DOCUMENT SEGMENT:

In this guide, you’ll learn how to exponentially increase your labeling speed and efficiency by leveraging Labelbox and foundation models. We will be walking through a sample image classification task: figuring out if images contain cats or dogs.

Here's a high-level summary of the process that we'll be walking through step-by-step below:

  • Connect your data to Labelbox with just a few lines of code.
  • Labelbox leverages foundation models to magically enrich your data.
  • Use the powerful search capabilities of Labelbox to quickly find data with similar traits and classify them in one click. With the help of foundation models, you can instantaneously label large amounts of data. Pro tip: Combine a variety of search techniques, such as a similarity search, natural language search, and investigate clusters of similar data, to boost your results.
  • While foundation models are a helpful starting point, they might not always correctly classify data, especially on challenging or rare data points. In this case, utilize human-in-the-loop labeling and QA by pre-labeling data using foundation models and sending it for your internal or external labeling team to review.
  • Automatically apply these rules to all new incoming data by creating a slice in Labelbox.

Now, let’s take a look at how we can do the above in Labelbox. As a sneak peek into the process, by leveraging foundation models, we managed to classify 86% of our images in minutes with a 99.9% accuracy rate. An additional 13.5% of our images were successfully pre-labeled using foundation models, with 98% accuracy, and were sent for human review. This left us with less than 0.5% of images to manually label – a massive efficiency gain for any labeling team.

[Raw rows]
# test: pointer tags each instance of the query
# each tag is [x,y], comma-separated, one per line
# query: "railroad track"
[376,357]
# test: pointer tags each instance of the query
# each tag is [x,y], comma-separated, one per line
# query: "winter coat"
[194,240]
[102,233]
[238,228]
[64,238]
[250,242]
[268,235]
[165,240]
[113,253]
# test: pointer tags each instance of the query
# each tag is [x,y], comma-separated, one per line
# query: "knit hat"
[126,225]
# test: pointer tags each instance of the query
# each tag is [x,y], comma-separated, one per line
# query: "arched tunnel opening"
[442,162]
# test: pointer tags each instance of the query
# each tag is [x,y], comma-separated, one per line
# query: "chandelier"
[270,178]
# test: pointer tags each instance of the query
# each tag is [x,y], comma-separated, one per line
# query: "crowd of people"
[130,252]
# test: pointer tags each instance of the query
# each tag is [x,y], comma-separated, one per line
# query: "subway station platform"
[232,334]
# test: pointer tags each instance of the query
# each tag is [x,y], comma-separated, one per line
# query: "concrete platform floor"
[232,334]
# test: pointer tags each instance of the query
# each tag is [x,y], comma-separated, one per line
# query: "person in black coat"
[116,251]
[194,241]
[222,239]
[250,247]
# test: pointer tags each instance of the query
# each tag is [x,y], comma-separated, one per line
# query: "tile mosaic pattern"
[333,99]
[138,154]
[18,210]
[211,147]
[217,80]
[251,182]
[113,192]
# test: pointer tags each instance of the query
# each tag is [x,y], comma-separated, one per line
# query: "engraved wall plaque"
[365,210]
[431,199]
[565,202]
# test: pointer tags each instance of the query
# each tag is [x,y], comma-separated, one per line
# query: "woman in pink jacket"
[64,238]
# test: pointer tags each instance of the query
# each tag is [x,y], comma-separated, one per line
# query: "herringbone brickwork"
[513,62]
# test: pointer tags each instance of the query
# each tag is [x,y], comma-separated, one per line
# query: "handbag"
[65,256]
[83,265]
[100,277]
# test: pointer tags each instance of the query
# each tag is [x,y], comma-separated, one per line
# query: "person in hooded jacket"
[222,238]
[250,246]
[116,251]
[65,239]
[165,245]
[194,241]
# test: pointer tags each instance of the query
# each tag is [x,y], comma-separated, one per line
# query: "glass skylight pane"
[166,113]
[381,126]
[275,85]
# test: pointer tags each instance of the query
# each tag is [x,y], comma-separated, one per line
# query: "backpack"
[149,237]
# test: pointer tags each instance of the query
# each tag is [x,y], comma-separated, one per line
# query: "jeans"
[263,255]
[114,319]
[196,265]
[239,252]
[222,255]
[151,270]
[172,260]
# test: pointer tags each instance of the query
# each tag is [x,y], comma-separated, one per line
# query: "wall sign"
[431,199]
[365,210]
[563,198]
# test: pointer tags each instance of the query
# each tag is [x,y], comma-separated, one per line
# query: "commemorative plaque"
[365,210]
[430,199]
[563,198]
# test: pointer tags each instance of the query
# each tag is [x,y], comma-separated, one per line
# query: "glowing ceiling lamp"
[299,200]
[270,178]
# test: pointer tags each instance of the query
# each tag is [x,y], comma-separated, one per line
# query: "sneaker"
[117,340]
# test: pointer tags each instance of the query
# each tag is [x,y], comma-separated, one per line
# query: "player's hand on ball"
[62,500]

REQUEST A: According to the Labelbox guide, what percentage of images were classified in minutes using foundation models, and at what accuracy rate?
REQUEST B: Gather every line in the rows above that contains the word "jacket". Case counts.

COMPLETE ANSWER A: 86% of the images, with a 99.9% accuracy rate.

COMPLETE ANSWER B:
# query: "woman in pink jacket"
# query: "person in hooded jacket"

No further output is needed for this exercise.